Text block:
☆ ☆ ☆ ☆ ☆ ☆ ☆

AI Chip Startup Led by Ex-Google Engineer Raises $300 Million
Groq, a startup developing artificial intelligence chips for data centers, autonomous cars, and other areas, announced the closing of a $300 million funding round, bringing its total haul to more than $365 million since it was founded in 2016.
The funds will boost the company's efforts to hire talent and speed up technology development. The firm plans to double the number of employees to 250 by the end of the year after it doubled its headcount to 122 people in 2020. It is also working on the second generation of its AI silicon for data centers, cars and other markets that it plans to use the funding to get it into production.
The funding transforms it into one of the most deep-pocketed challengers to Nvidia, which has long dominated the AI market with its graphics processing units (GPUs) for data centers.
The startup was founded in 2016 by ex-Googlers. CEO Jonathan Ross previously co-founded the team that invented Google's tensor processing unit, or TPU, specifically designed to run machine learning software in its giant data centers, which it rents to others over the cloud. His co-founder, Douglas Wightman, also worked at Google's "X" research branch, but he no longer works at Groq.

☆ ☆ ☆ ☆ ☆ ☆ ☆

Material shown:
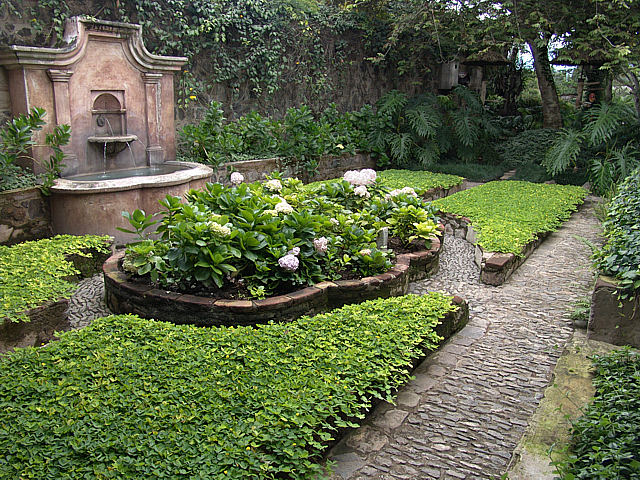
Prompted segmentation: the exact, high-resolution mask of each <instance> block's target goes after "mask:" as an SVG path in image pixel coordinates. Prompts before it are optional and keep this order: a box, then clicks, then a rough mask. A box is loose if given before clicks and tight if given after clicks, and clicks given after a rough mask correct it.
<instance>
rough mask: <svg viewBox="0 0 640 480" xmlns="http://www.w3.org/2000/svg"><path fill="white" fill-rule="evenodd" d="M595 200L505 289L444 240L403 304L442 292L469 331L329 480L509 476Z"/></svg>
mask: <svg viewBox="0 0 640 480" xmlns="http://www.w3.org/2000/svg"><path fill="white" fill-rule="evenodd" d="M594 206H595V199H593V198H588V199H587V201H586V202H585V205H583V207H582V208H581V209H580V210H579V211H578V212H576V213H574V214H573V215H572V217H571V219H570V220H569V221H568V222H567V223H566V224H564V225H563V227H562V228H561V229H560V230H558V231H557V232H555V233H553V234H551V235H550V236H549V237H548V238H547V239H546V240H545V241H544V242H543V243H542V245H541V246H540V247H539V248H538V249H537V250H536V251H535V252H534V253H533V254H532V255H531V257H530V258H529V259H528V260H527V261H526V262H525V263H524V265H522V266H521V267H520V268H519V269H518V270H517V271H516V272H515V273H514V274H513V276H512V277H511V278H510V279H509V280H507V282H506V283H505V284H504V285H502V286H499V287H492V286H488V285H483V284H480V283H479V282H478V273H479V272H478V268H477V267H476V266H475V264H474V263H473V248H472V247H471V246H470V245H469V244H468V243H467V242H465V241H464V240H462V239H457V238H453V237H448V238H447V239H446V240H445V243H444V251H443V253H442V255H441V260H440V273H439V274H438V275H436V276H435V277H432V278H430V279H427V280H423V281H420V282H416V283H413V284H412V285H411V291H412V293H425V292H427V291H432V290H436V291H444V292H446V293H450V294H456V295H459V296H461V297H462V298H464V299H466V300H467V301H468V302H469V306H470V321H469V324H468V325H467V326H466V327H465V328H464V329H463V330H462V331H461V332H459V333H458V334H456V335H454V336H453V337H452V338H451V340H450V341H449V342H448V343H447V344H446V345H445V346H444V347H443V348H441V349H440V350H439V351H438V352H437V353H435V354H434V355H432V356H430V357H429V358H428V359H427V360H425V361H424V362H423V363H422V364H421V365H420V366H419V367H418V368H417V370H416V372H415V379H414V380H412V381H411V382H410V383H408V384H407V385H406V386H405V387H404V388H403V389H401V390H400V392H399V394H398V398H397V405H395V406H393V405H389V404H380V405H379V406H378V407H377V408H376V409H375V411H374V412H373V413H372V414H371V415H370V416H369V417H368V418H367V420H366V421H365V422H364V425H363V426H361V427H360V428H358V429H356V430H354V431H352V432H351V433H350V434H349V435H347V437H345V438H344V439H343V440H342V441H341V442H340V443H338V444H337V445H336V446H335V447H334V449H333V450H332V451H331V452H330V455H329V458H330V459H331V460H333V461H334V462H336V463H335V465H334V468H333V470H334V473H333V475H332V477H331V479H332V480H365V479H367V480H369V479H376V480H382V479H385V480H386V479H407V480H409V479H411V480H418V479H420V480H423V479H424V480H427V479H458V480H459V479H474V480H475V479H485V478H486V479H489V478H499V476H500V475H501V474H502V473H503V472H504V471H506V470H507V467H508V464H509V462H510V460H511V456H512V453H513V451H514V449H515V448H516V445H517V444H518V442H519V440H520V438H521V437H522V435H523V434H524V431H525V429H526V427H527V425H528V422H529V420H530V418H531V416H532V415H533V413H534V412H535V410H536V407H537V406H538V403H539V402H540V400H541V399H542V397H543V394H544V390H545V388H546V387H547V386H548V384H549V381H550V379H551V375H552V372H553V369H554V367H555V365H556V362H557V360H558V358H559V356H560V355H561V353H562V350H563V348H564V346H565V345H566V343H567V342H568V340H569V339H570V338H571V335H572V331H573V327H572V325H571V322H570V320H569V319H568V315H567V313H568V311H569V310H570V308H571V304H572V303H573V302H575V301H576V300H578V299H579V298H580V297H581V296H584V295H587V294H588V292H589V290H590V287H591V286H592V282H593V274H592V272H591V271H590V268H589V266H590V261H589V256H590V249H589V247H588V246H587V245H586V244H585V242H584V241H582V240H581V239H580V238H579V237H583V238H586V239H587V240H589V241H590V242H594V243H598V242H599V241H600V237H599V232H600V230H599V222H598V221H597V219H596V217H595V215H594V211H593V209H594ZM103 296H104V286H103V283H102V275H96V276H95V277H93V278H90V279H87V280H84V281H83V282H81V284H80V286H79V289H78V291H77V293H76V295H75V296H74V297H73V298H72V299H71V302H70V308H69V317H70V320H71V323H72V326H73V327H74V328H81V327H83V326H86V325H87V324H89V323H90V321H91V320H93V319H95V318H98V317H101V316H104V315H108V314H109V313H110V312H109V310H108V309H107V308H106V305H105V304H104V301H103V300H102V297H103Z"/></svg>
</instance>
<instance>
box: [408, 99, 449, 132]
mask: <svg viewBox="0 0 640 480" xmlns="http://www.w3.org/2000/svg"><path fill="white" fill-rule="evenodd" d="M406 117H407V121H408V122H409V126H410V127H411V129H412V130H413V131H414V132H415V133H416V134H417V136H418V137H420V138H429V139H430V138H433V137H434V135H435V134H436V129H437V128H438V127H439V126H440V125H441V124H442V119H441V118H440V115H439V113H438V112H437V111H436V110H435V109H433V108H431V107H429V106H427V105H421V106H419V107H417V108H415V109H413V110H408V111H407V113H406Z"/></svg>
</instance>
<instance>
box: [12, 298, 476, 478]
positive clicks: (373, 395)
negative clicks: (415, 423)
mask: <svg viewBox="0 0 640 480" xmlns="http://www.w3.org/2000/svg"><path fill="white" fill-rule="evenodd" d="M467 312H468V310H467V309H466V305H465V303H464V302H463V301H462V300H461V299H459V298H456V297H454V298H452V297H447V296H445V295H442V294H438V293H432V294H429V295H424V296H416V295H408V296H406V297H402V298H390V299H383V300H375V301H370V302H365V303H363V304H360V305H350V306H346V307H343V308H341V309H338V310H334V311H332V312H330V313H326V314H322V315H317V316H315V317H304V318H301V319H298V320H296V321H294V322H291V323H287V324H269V325H261V326H258V327H234V328H224V327H222V328H195V327H193V326H189V325H182V326H177V325H172V324H169V323H165V322H157V321H152V320H144V319H140V318H137V317H132V316H111V317H107V318H102V319H98V320H96V321H94V322H93V323H92V324H91V325H90V326H88V327H87V328H85V329H82V330H79V331H73V332H68V333H65V334H63V335H62V337H61V339H60V341H58V342H52V343H51V344H50V345H48V346H47V347H46V348H41V349H28V350H18V351H16V352H14V353H13V354H11V355H8V356H7V357H5V358H2V359H0V372H1V374H2V377H3V379H4V381H3V382H2V384H0V402H1V403H2V404H3V405H4V408H3V409H1V410H0V425H2V427H3V429H4V430H5V432H4V435H2V436H0V450H1V451H3V452H4V455H5V457H4V458H5V461H3V462H0V477H2V478H18V477H20V478H64V477H65V476H69V475H70V473H71V475H72V476H73V478H81V477H82V478H84V477H85V476H89V477H95V476H96V475H97V476H105V477H109V478H119V479H129V478H131V479H134V478H136V479H139V478H177V477H185V478H195V477H200V478H229V479H231V478H233V479H246V478H316V476H317V475H318V474H320V472H321V471H322V469H323V466H322V460H323V454H324V452H326V450H327V446H328V445H330V444H331V443H332V441H333V440H334V439H335V438H337V436H338V435H339V434H340V433H341V432H343V431H345V429H346V428H349V427H355V426H357V422H359V421H360V419H362V418H364V416H365V414H366V413H367V412H368V411H370V410H371V408H372V405H373V404H374V403H375V401H377V400H388V401H391V400H392V398H393V395H394V393H395V392H396V391H397V390H398V388H399V387H400V386H401V385H403V384H404V383H405V382H406V381H407V380H408V379H409V377H410V372H411V367H412V365H415V364H416V363H417V362H418V361H419V360H420V359H421V358H424V357H425V356H426V355H428V353H429V352H430V351H433V350H434V349H435V348H436V347H437V345H438V344H439V343H440V342H441V341H442V340H443V338H442V337H446V336H448V335H450V334H452V333H453V332H454V331H456V330H458V329H460V328H462V327H463V326H464V324H465V323H466V321H467ZM438 324H442V325H443V327H440V326H439V325H438ZM438 332H442V333H440V337H439V336H438ZM16 392H20V395H19V396H16Z"/></svg>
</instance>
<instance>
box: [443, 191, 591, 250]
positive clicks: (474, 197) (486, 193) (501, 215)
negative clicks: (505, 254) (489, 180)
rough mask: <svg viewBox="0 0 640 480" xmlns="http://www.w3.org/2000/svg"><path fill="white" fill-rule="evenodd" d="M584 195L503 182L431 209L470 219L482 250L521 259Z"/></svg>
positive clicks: (583, 194) (565, 214)
mask: <svg viewBox="0 0 640 480" xmlns="http://www.w3.org/2000/svg"><path fill="white" fill-rule="evenodd" d="M586 195H587V191H586V190H585V189H583V188H581V187H575V186H571V185H550V184H544V183H543V184H538V183H529V182H519V181H503V182H489V183H485V184H484V185H480V186H477V187H474V188H471V189H469V190H464V191H462V192H458V193H455V194H453V195H450V196H448V197H446V198H441V199H438V200H435V201H434V202H433V205H434V206H436V207H437V208H438V209H440V211H443V212H447V213H453V214H456V215H461V216H464V217H467V218H469V219H470V220H471V222H472V223H473V227H474V229H475V230H476V232H477V233H478V244H479V245H480V246H481V247H482V248H484V249H485V250H488V251H492V252H504V253H515V254H516V255H520V254H521V253H522V247H524V246H525V245H526V244H527V243H529V242H530V241H531V240H533V239H535V238H536V237H537V236H539V235H541V234H543V233H546V232H552V231H554V230H557V229H558V228H559V227H560V225H561V224H562V223H563V222H564V221H566V220H567V219H568V218H569V216H570V215H571V213H572V212H573V211H575V210H576V208H577V206H578V205H580V204H581V203H582V202H583V200H584V197H585V196H586Z"/></svg>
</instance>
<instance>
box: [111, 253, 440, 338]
mask: <svg viewBox="0 0 640 480" xmlns="http://www.w3.org/2000/svg"><path fill="white" fill-rule="evenodd" d="M441 249H442V243H441V242H440V241H435V242H433V244H432V247H431V249H429V250H427V251H424V252H417V253H412V254H405V255H398V257H397V261H396V265H395V266H394V267H393V268H391V269H390V270H389V271H388V272H386V273H382V274H380V275H375V276H373V277H365V278H362V279H359V280H336V281H333V282H321V283H317V284H315V285H314V286H312V287H306V288H303V289H301V290H297V291H295V292H292V293H288V294H286V295H279V296H275V297H270V298H266V299H264V300H212V299H208V298H206V297H196V296H194V295H182V294H178V293H173V292H166V291H162V290H158V289H156V288H153V287H152V286H150V285H148V284H145V283H142V282H140V281H136V280H134V279H131V278H129V277H128V276H127V275H126V274H125V273H124V272H123V271H122V269H121V263H122V258H123V257H124V250H122V251H120V252H118V253H116V254H114V255H112V256H111V257H110V258H109V259H108V260H107V261H106V262H105V264H104V266H103V272H104V282H105V296H106V302H107V305H108V307H109V308H110V309H111V310H112V311H113V312H115V313H134V314H138V315H140V316H143V317H146V318H154V319H156V320H163V321H168V322H173V323H190V324H196V325H202V326H211V325H253V324H257V323H266V322H268V321H270V320H274V321H288V320H293V319H295V318H297V317H299V316H301V315H313V314H316V313H320V312H324V311H327V310H330V309H332V308H337V307H341V306H343V305H347V304H350V303H359V302H362V301H364V300H372V299H375V298H380V297H384V298H386V297H393V296H398V295H404V294H406V293H407V291H408V289H409V282H410V281H415V280H418V279H423V278H426V277H427V276H429V275H432V274H434V273H436V272H437V271H438V259H439V255H440V251H441Z"/></svg>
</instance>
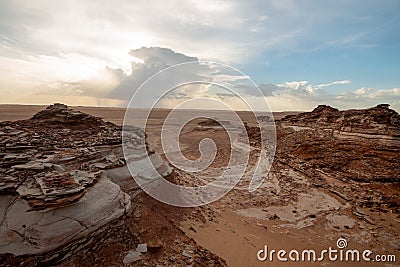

☆ ☆ ☆ ☆ ☆ ☆ ☆

From the article about Groq's funding, list each distinct figure written in numerals, in the order each first appears. The material plays no part in what follows.

Task solution:
$300 million, $365 million, 2016, 250, 122, 2020